[REQUIRED WORK] Rewrite the records below with every "sample" changed to "example" and nothing else altered.

[MATERIAL PROVIDED]
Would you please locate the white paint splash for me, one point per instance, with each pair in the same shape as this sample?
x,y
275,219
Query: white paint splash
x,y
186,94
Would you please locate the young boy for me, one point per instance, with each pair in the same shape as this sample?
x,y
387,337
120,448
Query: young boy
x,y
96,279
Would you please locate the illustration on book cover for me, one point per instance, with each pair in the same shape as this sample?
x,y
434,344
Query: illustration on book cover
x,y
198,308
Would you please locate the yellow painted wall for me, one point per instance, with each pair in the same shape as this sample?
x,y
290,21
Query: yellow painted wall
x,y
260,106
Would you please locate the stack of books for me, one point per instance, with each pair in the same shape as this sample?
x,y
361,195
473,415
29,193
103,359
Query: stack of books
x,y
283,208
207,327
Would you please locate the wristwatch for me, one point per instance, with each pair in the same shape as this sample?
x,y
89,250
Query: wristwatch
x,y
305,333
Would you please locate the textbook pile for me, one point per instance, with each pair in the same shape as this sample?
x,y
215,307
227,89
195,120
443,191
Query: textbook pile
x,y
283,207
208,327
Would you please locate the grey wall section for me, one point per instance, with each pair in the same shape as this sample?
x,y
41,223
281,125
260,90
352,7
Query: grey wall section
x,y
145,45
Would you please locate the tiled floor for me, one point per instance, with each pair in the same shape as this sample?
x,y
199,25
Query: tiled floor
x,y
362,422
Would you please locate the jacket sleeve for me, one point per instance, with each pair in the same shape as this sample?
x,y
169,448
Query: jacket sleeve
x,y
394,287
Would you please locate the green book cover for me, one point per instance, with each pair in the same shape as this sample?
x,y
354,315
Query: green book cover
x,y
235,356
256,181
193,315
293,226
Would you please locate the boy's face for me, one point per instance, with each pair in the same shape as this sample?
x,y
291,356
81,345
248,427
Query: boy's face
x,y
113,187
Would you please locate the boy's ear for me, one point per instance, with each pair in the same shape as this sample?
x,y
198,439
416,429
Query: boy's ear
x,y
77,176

[FINISHED ANSWER]
Would you please locate the white paint splash for me, one point per instance, with each pair in the same shape as this example?
x,y
275,219
Query: white paint splash
x,y
186,94
Would you please locate the young boy for me, one point per instance, with each pair in the same shape as this example?
x,y
387,337
120,448
Query: young boy
x,y
96,279
Would you please locate the illustration on book cover for me, one point per instance, with each pair in the same shape as this example?
x,y
434,344
Query: illustration on book cover
x,y
198,308
Would you please locate the yellow painted wall for me, one point per instance, with each pair in the same shape as this example?
x,y
290,21
Query: yellow painted wall
x,y
260,106
Would you please locate the stack of books for me, one point per instance, with each pair in the same shape as this example?
x,y
361,195
473,415
29,193
103,359
Query: stack of books
x,y
283,208
207,327
Would you please locate the wristwatch for me, one point per instance, with each pair in the same shape as this example?
x,y
89,250
Query: wristwatch
x,y
305,333
Would you please locate the textbook pile for me, one point per instance, with each pair in the same shape as this example?
x,y
215,307
227,89
195,120
443,191
Query: textbook pile
x,y
283,207
208,327
Would you please locate the grey wall section for me, one point per instance, with each pair in the same shape as this example?
x,y
41,223
281,125
260,90
352,7
Query: grey wall section
x,y
145,45
Would you please locate the tiled floor for me, one point per instance, with each pair in the same shape as this example?
x,y
199,25
Query: tiled floor
x,y
362,422
Would you please locate the jacket sleeve for me, one point per instance, with each pair in the same shape as this example?
x,y
169,448
Query: jacket sleeve
x,y
394,287
Would you please locate the green book cover for me, one point per instance, with each pair in the same shape as this example?
x,y
354,315
Query: green book cover
x,y
235,356
256,181
193,315
293,226
Would you please locate the boy's face for me, one point per instance, with each pair in the same shape as this example?
x,y
291,356
81,345
248,427
Query: boy's face
x,y
113,187
Would you please locate the boy's ear for me, one point per instance, with each pair in the same shape as this example?
x,y
198,439
416,429
Query: boy's ear
x,y
77,176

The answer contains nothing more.